• [BRIEF]
Give all of the lines again exactly as they read.

• [EXTRACTED MATERIAL]
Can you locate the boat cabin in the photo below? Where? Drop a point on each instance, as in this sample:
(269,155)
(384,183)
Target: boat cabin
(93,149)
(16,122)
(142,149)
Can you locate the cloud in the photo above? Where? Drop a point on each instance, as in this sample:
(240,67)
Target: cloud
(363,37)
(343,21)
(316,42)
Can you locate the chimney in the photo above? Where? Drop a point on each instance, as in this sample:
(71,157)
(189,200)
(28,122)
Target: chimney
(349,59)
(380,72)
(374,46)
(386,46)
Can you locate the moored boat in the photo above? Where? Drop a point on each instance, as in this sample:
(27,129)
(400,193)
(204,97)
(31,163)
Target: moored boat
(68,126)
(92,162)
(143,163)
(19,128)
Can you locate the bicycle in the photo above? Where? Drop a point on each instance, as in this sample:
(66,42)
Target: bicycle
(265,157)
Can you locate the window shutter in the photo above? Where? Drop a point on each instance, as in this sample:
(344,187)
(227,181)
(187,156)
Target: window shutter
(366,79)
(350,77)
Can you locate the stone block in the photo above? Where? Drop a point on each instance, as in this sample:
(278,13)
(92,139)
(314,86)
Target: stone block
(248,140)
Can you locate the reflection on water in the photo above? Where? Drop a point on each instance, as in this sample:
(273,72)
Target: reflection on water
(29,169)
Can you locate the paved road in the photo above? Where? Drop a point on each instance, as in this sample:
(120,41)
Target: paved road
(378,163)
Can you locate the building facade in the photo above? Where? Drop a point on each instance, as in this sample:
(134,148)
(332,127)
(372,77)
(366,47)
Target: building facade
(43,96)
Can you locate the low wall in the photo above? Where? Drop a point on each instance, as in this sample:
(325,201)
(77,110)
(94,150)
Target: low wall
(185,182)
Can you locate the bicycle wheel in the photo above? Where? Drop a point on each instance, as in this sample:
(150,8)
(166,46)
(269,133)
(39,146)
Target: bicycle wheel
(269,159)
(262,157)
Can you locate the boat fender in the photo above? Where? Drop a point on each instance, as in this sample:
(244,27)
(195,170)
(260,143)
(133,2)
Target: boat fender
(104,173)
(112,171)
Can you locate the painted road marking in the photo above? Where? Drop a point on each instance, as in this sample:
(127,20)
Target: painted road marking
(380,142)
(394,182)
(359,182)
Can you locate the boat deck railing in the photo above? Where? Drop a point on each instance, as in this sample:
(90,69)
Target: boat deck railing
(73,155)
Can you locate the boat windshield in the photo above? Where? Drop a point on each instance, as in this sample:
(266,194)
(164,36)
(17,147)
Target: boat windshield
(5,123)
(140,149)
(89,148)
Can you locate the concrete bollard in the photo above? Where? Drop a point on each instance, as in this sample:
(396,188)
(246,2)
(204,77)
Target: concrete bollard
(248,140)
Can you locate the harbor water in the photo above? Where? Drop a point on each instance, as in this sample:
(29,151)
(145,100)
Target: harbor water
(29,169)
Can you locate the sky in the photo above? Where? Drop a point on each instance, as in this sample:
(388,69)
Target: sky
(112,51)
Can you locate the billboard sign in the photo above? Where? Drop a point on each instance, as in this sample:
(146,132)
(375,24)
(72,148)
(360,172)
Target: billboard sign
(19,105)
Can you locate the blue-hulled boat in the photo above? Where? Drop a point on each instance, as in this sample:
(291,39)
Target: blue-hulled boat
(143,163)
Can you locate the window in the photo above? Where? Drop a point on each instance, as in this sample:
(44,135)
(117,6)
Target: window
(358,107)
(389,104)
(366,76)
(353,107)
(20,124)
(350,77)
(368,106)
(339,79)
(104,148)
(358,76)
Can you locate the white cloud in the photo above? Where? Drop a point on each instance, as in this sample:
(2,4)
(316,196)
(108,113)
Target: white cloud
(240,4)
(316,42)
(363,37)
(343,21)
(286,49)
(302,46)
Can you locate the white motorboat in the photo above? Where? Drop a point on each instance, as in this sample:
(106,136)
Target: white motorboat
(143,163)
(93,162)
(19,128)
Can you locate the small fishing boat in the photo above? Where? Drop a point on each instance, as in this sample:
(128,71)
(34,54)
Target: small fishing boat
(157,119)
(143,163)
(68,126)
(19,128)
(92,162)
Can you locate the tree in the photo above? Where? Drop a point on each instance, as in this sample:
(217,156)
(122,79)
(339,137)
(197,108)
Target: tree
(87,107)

• [RESULT FOR THIS EXERCISE]
Can you locate the boat cabin in the photo below? Where? Drop a point on each instance, as in this sample:
(269,155)
(384,183)
Target: boat cabin
(93,149)
(16,122)
(142,149)
Can you locate the cloud in the photo above? Where? Drop a point on each instance, as in this sample:
(240,67)
Target: cloud
(363,37)
(343,21)
(316,42)
Can you locate the chimney in the photo above? Where? Drop a point on each instance, as in this sample:
(71,157)
(189,200)
(28,122)
Target: chimney
(349,59)
(380,72)
(374,46)
(386,46)
Can you locate the moored boat in the photo above? Where? Drop a point on each instance, as in this sample:
(27,129)
(400,193)
(204,97)
(31,163)
Target: moored boat
(68,126)
(92,162)
(143,163)
(19,128)
Can you locate the bicycle in the photo above? Where? Drop a point on each instance, as in this sample:
(66,42)
Target: bicycle
(265,157)
Can you locate the window shutter in the photo above? Where? Drop a point on each instance, as in this sample:
(344,187)
(227,181)
(187,156)
Target: window shutter
(366,79)
(350,77)
Can you locate the stone block in the photo above? Where? Drop a point on each instance, as in this sample:
(278,13)
(92,139)
(314,86)
Target: stone block
(248,140)
Can you locate the reflection on water in the photo above? Where? Drop a point on each instance, as in this sample:
(273,72)
Target: reflection on water
(29,169)
Can you locate the paved road in the photo above? Where? Drop a point on each instance, as in this sample:
(120,41)
Target: paved road
(378,163)
Can you locate the building facade in the photo above? Where? Drop a point on each instance, as in this sample:
(134,148)
(332,127)
(372,77)
(366,47)
Target: building facade
(43,96)
Can you locate the low wall in the photo above? Where? Drop a point on each instance, as in this sample:
(325,201)
(77,110)
(94,150)
Target: low wall
(185,182)
Can you locate the bicycle wheel in the photo above? Where? Drop a point on each instance, as in this sample:
(150,8)
(166,46)
(269,133)
(39,146)
Target: bicycle wheel
(269,159)
(262,157)
Can you locate the boat fender in the photo above? Where? Drop a point on each instance, as in this sample:
(244,27)
(195,170)
(260,143)
(133,2)
Target: boat fender
(104,173)
(112,171)
Can you locate the painted road marking in the photo above? Where? Drop a point on each instance, as in this sample:
(127,20)
Target: painted road marking
(380,142)
(394,182)
(359,182)
Can you locate the boat deck railing in the photo above? Where? Drop a point on each instance, as in this sample:
(90,69)
Target: boat deck railing
(73,155)
Can you locate the boat windshield in the photo above? Where? Drop a point on each instance, as in this sample:
(266,194)
(164,36)
(17,147)
Target: boat windshield
(5,123)
(140,149)
(89,148)
Can you locate the concrete bollard in the photo above? Where? Drop a point on each instance, as in this sample:
(396,188)
(246,2)
(204,77)
Target: concrete bollard
(248,140)
Can you locate the harbor water in the photo above? Where? Drop a point on each instance, as in this sample:
(29,151)
(145,100)
Target: harbor water
(29,169)
Can you locate the sky in the photo above? Where? Drop a point on each instance, as in this sample:
(388,69)
Target: sky
(112,51)
Can you locate the billboard sign in the photo above? Where? Drop a point on each instance, as in this sample:
(146,132)
(375,24)
(72,148)
(360,172)
Target: billboard sign
(19,105)
Can you locate the blue-hulled boat in the photo above? Where? Drop a point on each instance, as in this sample:
(291,39)
Target: blue-hulled boat
(143,163)
Can you locate the window in the photo above? Where? Drop a point on each instance, as in this sample:
(44,135)
(117,6)
Target: window
(358,107)
(389,104)
(366,76)
(353,107)
(20,124)
(350,77)
(368,106)
(339,79)
(104,148)
(358,76)
Can you locate the white cloud in the photo above? Where? Drop a point on each instance, as in this sample:
(2,4)
(316,196)
(108,113)
Target: white cloud
(240,4)
(316,42)
(363,37)
(343,21)
(286,49)
(302,46)
Can you locate the white motorboat in the photo above? Where? Drop a point on each instance, as in this sample:
(106,136)
Target: white motorboat
(143,163)
(93,162)
(19,128)
Can you locate the small fishing boat in the photo above? Where? Drop a point on each instance, as in this sample:
(128,71)
(34,54)
Target: small fishing boat
(157,119)
(143,163)
(68,126)
(19,128)
(92,162)
Can you locate the tree in the photo above? Where? Drop a point on each instance, as in this sample:
(217,156)
(122,79)
(339,137)
(197,108)
Target: tree
(87,107)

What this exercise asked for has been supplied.